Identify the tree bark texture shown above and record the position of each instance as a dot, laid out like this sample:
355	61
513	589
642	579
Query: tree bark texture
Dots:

----

* **Work item**:
Go through the material and set every line down again exactly.

* **Response box**:
Identify the tree bark texture shown above and record the position of each instance as a dot, laid out like this sample:
355	61
513	589
642	579
Query: tree bark texture
Dots:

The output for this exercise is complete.